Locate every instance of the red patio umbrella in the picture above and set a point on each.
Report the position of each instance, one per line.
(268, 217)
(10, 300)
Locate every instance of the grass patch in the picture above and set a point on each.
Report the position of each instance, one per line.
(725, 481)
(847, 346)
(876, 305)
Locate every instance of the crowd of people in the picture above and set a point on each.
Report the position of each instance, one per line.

What the exercise asks =
Copy all of the items above exactly as they appear, line for line.

Completed exercise =
Locate every instance of the red patio umbrella in the picture above and set a point on each.
Report the position of each instance, one per line.
(268, 217)
(10, 300)
Locate every instance of the grass patch in the picture above and set a point on each.
Report the position of each instance, one per line.
(725, 481)
(847, 346)
(876, 305)
Locate every instance of the crowd of people in the picture above and set a point on each.
Report the position of each instance, one per line.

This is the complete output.